* [Document]:
>>>>
This prospectus describes certain general terms and provisions of the debt securities. The debt securities will be issued under an indenture (the “base indenture”) between us and U.S. Bank National Association, as trustee dated as of April 2, 2007, as supplemented by a supplemental indenture dated as of December 13, 2010 (together with the base indenture, the “indenture”). When we offer to sell a particular series of debt securities, we will describe the specific terms for the securities in a supplement to this prospectus. The prospectus supplement will also indicate whether the general terms and provisions described in this prospectus apply to a particular series of debt securities. In this section entitled “Description of Debt Securities,” references to “we,” “us,” “our,” and Brown-Forman, include Brown-Forman Corporation only and not any of its subsidiaries.
 
We have summarized certain terms and provisions of the indenture. The summary is not complete. The indenture has been incorporated by reference as an exhibit to the registration statement for these securities that we have filed with the SEC. You should read the indenture for the provisions which may be important to you. The indenture is subject to and governed by the Trust Indenture Act of 1939, as amended.
<<<<
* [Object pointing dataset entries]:
>>>>
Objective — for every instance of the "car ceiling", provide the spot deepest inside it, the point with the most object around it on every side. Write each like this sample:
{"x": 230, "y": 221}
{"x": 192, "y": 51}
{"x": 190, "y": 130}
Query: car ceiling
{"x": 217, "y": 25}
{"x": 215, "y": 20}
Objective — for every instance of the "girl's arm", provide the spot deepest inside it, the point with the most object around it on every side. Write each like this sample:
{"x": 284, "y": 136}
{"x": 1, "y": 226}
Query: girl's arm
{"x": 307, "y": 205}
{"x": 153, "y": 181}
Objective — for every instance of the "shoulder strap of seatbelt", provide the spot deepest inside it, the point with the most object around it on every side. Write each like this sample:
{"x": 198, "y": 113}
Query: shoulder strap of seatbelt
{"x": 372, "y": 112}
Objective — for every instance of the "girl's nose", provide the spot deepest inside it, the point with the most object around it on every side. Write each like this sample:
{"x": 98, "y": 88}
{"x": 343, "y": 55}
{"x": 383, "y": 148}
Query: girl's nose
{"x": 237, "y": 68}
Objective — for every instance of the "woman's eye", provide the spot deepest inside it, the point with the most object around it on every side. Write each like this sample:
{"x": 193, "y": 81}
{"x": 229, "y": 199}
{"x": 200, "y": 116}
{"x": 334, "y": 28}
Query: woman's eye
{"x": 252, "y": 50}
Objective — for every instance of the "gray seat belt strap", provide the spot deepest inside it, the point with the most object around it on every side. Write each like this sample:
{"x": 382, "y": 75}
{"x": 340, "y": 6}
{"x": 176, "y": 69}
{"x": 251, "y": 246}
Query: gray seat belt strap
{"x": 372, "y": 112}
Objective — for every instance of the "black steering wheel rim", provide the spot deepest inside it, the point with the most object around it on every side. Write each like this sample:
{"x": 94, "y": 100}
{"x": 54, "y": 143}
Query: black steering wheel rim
<<<<
* [What needs to be done]: Write out the debt securities prospectus excerpt again word for word.

* [Answer for the task]:
This prospectus describes certain general terms and provisions of the debt securities. The debt securities will be issued under an indenture (the “base indenture”) between us and U.S. Bank National Association, as trustee dated as of April 2, 2007, as supplemented by a supplemental indenture dated as of December 13, 2010 (together with the base indenture, the “indenture”). When we offer to sell a particular series of debt securities, we will describe the specific terms for the securities in a supplement to this prospectus. The prospectus supplement will also indicate whether the general terms and provisions described in this prospectus apply to a particular series of debt securities. In this section entitled “Description of Debt Securities,” references to “we,” “us,” “our,” and Brown-Forman, include Brown-Forman Corporation only and not any of its subsidiaries.
 
We have summarized certain terms and provisions of the indenture. The summary is not complete. The indenture has been incorporated by reference as an exhibit to the registration statement for these securities that we have filed with the SEC. You should read the indenture for the provisions which may be important to you. The indenture is subject to and governed by the Trust Indenture Act of 1939, as amended.